◆ Stored records ◆
......

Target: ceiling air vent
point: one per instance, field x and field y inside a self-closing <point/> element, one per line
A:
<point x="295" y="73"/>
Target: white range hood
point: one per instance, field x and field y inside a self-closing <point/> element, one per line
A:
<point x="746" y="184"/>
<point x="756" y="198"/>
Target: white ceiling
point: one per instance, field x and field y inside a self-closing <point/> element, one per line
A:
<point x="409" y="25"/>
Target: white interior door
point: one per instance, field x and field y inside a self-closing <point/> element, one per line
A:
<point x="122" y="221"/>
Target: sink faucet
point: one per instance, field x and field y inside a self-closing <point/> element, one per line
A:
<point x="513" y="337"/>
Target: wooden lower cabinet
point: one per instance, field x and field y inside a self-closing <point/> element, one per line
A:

......

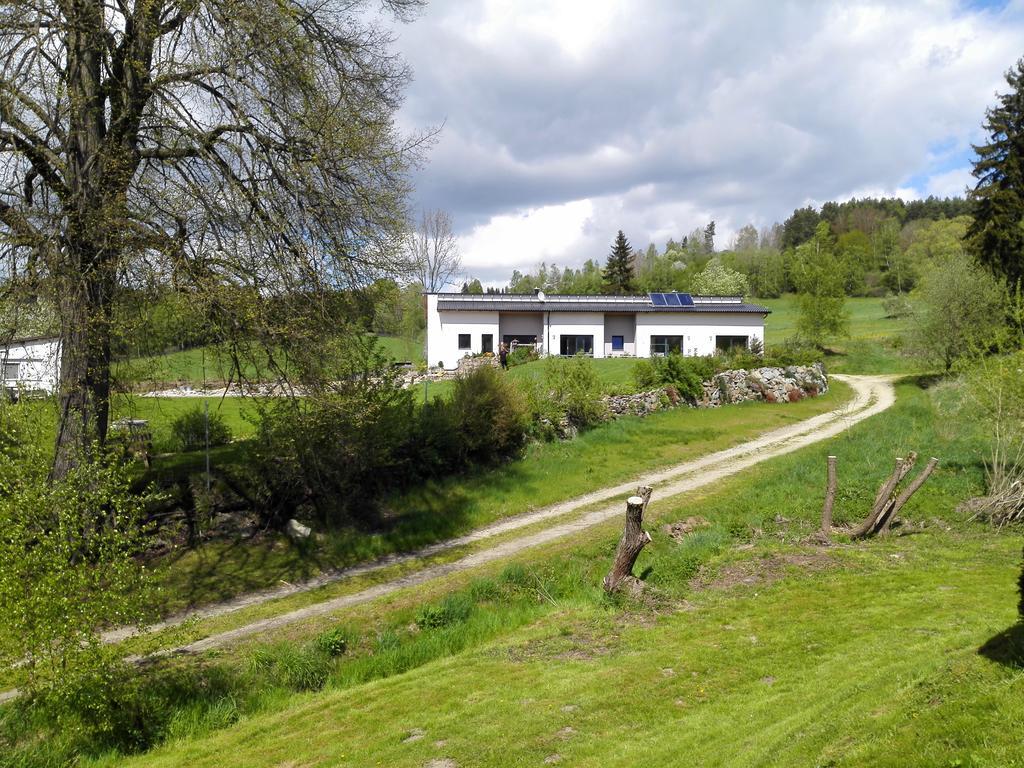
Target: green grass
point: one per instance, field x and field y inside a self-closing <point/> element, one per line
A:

......

◆ Stated problem ◆
How many lines in the data above contain the string "Target"? Reply with the number only.

◆ Response below ◆
7